### EXCERPT PROVIDED
____
Also, I recall two incidences (about one or two years ago) when my gender played a role when applying for a job. After receiving my resume, I got a phone call. And the first thing the guy said was, "Oh..you are female. I thought you were male. We are specifically looking for a male employee since there is a lot of heavy lifting duties involved." Had I shown up to the interview as a petite guy, they would have probably said, "Oh…we thought you were a bigger, stronger, well built guy" lol. 

Another time, I was speaking to a gentleman at a company I was applying at, who said that I can apply but most likely the owner will not hire any females. She (the owner) has had some female workers in the past that were unable to handle the rigorous physical demands in their kitchen. And ever since, they have been reluctant to bring any females on board.


----------



## hideoutchef (Sep 14, 2011)

I have hired and worked with a number of females in the kitchen.  The problem that I have had time and time again is women seem to have a hard time with timing, caring and concentration on the job at hand.  Another problem these days is it seems that females have a harder time with shutting off their cell phones when they should be working.  One thing I hear the most is "I have kids, so the babysitter has to be able to get a hold of me, yet rarely is the call from the babysitter.  On a busy line, this just doesn't cut it and their position starts to drag the whole line down.  I am old school, so I believe that you are at a job to work and at the beginning of the week you have a zero balance and have to earn a paycheck, they aren't owed to you.  Women also seem to take a general comment harder than a male counterpart.  I will have to agree with the statement that women make better pastry chefs than men do.  One I had worked out great, she came in in the a.m. before anyone else and went to work, by herself and did her job exceptionally.  But of course, this was before the advent of the cell phone.  There are areas of the country where you have to hire what you can get and just deal with things the best you can.


----------



## pollopicu (Jan 24, 2013)

Hideout, mom chefs who have one foot at work and one foot at home are one of my biggest pet peeves with female chefs as well, and I'm a female chef myself. I worked with a woman who always had to be on the phone with her sons school...or the babysitter, or her elderly mother. It was a little annoying to say the least, and it's bad reflection on other female chefs, such as myself who when at work the outside world ceases to exist. I tell my family... "do not call my job (I keep my cell phone in the car) unless someone is dying. If they're already dead, I can't do anything about it anyway, so wait till I get home." The only person that doesn't apply to is my husband.

But I would say the issues with cell phones overall I have found to be more problematic with guys. At least with guys of _this_ generation who always have to check their FB accounts, or emails, and surprisingly text more than the dedicated female staff. Some even play video games on their phones. There was a guy I worked with who was always texting while I was busting my hump on the line. I finally had to tell the management because it was getting ridiculous. Whenever I envision him now I see a guy with his head down and both thumbs on a device. Another kid, who actually had his cell phone lugged into the kitchen near his station so he could check his emails and texts, was constantly beeping alerts. /img/vbsmilies/smilies/mad.gif

Enthusiastic female chefs who have something to prove (most of us do) will not even dream of touching our cell phones while at work. I think as you stated "_There are areas of the country where you have to hire what you can get and just deal with things the best you can_." is where the problem lies. Competitive locations and higher quality establishments won't allow such behavior from either men or female chefs.


----------



## hideoutchef (Sep 14, 2011)
____
### DATA ENTRIES
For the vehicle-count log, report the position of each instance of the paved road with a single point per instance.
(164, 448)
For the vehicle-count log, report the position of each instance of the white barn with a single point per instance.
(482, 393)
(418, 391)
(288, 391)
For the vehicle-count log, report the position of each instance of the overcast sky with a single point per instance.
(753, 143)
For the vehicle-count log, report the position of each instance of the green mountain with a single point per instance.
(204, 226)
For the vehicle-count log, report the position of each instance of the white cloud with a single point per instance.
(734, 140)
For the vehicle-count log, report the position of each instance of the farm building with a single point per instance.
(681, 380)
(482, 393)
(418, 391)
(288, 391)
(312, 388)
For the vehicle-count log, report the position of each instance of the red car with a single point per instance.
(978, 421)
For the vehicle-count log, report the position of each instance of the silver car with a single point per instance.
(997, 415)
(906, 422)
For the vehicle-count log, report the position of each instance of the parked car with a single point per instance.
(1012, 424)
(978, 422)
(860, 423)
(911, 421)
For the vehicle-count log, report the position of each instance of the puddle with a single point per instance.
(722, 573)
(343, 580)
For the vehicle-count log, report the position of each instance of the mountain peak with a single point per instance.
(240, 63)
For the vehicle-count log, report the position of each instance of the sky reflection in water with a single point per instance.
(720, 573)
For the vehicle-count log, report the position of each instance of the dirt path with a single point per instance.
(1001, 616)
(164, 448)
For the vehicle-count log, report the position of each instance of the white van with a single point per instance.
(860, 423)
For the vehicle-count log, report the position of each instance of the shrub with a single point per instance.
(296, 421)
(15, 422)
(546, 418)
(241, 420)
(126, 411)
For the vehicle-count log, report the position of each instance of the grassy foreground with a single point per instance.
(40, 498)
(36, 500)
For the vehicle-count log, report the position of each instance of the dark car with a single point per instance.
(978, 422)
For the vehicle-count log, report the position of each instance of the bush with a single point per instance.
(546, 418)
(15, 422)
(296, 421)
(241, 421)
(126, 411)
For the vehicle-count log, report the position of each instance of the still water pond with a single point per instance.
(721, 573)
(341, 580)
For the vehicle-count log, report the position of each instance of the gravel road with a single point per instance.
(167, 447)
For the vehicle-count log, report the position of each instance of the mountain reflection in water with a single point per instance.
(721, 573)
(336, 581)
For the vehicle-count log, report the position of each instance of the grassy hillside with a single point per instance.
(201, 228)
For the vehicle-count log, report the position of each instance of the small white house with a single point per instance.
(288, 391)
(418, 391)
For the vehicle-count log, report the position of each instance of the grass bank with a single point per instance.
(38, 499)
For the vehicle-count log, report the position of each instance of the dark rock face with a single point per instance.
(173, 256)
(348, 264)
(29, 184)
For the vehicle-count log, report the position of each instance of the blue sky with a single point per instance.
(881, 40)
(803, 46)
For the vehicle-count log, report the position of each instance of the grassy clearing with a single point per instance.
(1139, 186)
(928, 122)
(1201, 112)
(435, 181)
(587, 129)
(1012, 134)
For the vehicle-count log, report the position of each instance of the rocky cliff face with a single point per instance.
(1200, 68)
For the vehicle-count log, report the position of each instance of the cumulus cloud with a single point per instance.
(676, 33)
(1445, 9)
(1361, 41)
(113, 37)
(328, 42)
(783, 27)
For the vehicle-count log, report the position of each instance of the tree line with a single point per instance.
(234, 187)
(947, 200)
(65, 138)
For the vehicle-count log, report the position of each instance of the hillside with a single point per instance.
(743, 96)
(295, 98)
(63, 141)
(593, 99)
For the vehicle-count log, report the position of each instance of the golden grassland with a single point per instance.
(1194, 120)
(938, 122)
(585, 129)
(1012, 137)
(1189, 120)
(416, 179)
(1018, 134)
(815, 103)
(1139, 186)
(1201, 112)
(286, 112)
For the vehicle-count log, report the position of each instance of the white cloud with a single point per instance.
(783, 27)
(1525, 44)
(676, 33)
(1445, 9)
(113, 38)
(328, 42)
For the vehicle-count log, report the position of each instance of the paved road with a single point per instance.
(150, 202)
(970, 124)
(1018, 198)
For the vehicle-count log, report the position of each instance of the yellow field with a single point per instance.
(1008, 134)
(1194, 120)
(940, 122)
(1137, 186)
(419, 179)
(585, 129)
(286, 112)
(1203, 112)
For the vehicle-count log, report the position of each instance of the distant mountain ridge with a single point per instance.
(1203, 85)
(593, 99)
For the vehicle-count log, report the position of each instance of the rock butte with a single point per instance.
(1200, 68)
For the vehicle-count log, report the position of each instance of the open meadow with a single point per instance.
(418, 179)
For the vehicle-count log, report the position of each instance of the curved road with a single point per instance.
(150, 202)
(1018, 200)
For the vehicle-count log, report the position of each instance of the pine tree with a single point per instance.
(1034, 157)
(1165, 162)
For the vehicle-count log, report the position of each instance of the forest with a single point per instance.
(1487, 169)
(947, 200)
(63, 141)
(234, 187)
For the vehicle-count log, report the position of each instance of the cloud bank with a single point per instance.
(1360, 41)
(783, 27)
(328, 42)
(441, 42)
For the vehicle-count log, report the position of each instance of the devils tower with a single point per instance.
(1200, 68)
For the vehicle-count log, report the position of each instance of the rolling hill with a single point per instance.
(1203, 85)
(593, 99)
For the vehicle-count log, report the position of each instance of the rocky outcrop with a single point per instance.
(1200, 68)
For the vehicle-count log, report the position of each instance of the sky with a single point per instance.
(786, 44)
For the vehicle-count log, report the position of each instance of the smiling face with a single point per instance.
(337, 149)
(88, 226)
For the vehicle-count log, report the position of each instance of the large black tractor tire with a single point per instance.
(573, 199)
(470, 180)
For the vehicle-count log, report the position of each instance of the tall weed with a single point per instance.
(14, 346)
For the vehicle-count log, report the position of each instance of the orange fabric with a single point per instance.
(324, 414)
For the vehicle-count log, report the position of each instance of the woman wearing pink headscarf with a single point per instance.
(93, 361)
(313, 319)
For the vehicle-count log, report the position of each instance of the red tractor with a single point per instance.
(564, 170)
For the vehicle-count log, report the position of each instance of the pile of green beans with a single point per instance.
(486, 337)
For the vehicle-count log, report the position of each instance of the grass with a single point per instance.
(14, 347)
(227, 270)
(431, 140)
____
### EXERCISE DETAILS
Repeat word for word the passage of the forum thread about women in restaurant kitchens that opens with the words containing "Another time, I" and closes with "females on board.".

### ANSWER TO THIS PROBLEM
Another time, I was speaking to a gentleman at a company I was applying at, who said that I can apply but most likely the owner will not hire any females. She (the owner) has had some female workers in the past that were unable to handle the rigorous physical demands in their kitchen. And ever since, they have been reluctant to bring any females on board.